● THE PROBLEM
A verbatim copy of all entries is the expected output.

● DATA LISTING

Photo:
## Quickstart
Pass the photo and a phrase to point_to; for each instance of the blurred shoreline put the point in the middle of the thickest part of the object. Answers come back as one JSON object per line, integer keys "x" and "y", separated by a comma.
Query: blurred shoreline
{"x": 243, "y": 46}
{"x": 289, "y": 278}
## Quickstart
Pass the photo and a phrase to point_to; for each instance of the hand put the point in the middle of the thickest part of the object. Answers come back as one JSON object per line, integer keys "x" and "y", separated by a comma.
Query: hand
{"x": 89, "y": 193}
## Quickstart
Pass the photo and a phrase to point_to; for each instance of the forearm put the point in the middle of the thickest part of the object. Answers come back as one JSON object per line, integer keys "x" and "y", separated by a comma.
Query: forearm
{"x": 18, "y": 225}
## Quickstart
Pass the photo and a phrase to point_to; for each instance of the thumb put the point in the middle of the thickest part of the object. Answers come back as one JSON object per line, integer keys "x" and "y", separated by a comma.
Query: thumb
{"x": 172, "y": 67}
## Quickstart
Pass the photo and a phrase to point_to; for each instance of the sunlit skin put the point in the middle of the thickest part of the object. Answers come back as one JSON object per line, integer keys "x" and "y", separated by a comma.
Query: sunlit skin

● RESULT OF THE EXERCISE
Photo:
## Quickstart
Pass the photo and a phrase to point_to; for each instance of the blurred shoreline put the point in the middle of the thickest part of the object. Answers come back as one JSON object per line, integer keys "x" and "y", separated by a comma.
Query: blurred shoreline
{"x": 243, "y": 46}
{"x": 289, "y": 278}
## Quickstart
Pass the photo and a phrase to point_to; for each instance of the hand put the point in the middle of the thickest part of the object. Answers come back as one JSON object per line, integer keys "x" and "y", separated by a comma.
Query: hand
{"x": 89, "y": 193}
## Quickstart
Pass the photo and a phrase to point_to; for each instance of the forearm put the point in the middle of the thickest part of the object. Answers come back as one JSON object per line, integer keys "x" and "y", separated by a comma.
Query: forearm
{"x": 18, "y": 225}
## Quickstart
Pass the photo and a phrase to point_to; for each instance of the thumb put the point in the middle of the thickest part of the object. Answers come back as one JSON object per line, integer keys "x" and "y", separated by a comma.
Query: thumb
{"x": 172, "y": 67}
## Quickstart
Pass the photo and a phrase to point_to; for each instance of the sunlit skin put the point in the middle of the thickest part of the object. Answers come back as one JSON object per line, integer keys "x" and "y", separated by a comma.
Query: sunlit skin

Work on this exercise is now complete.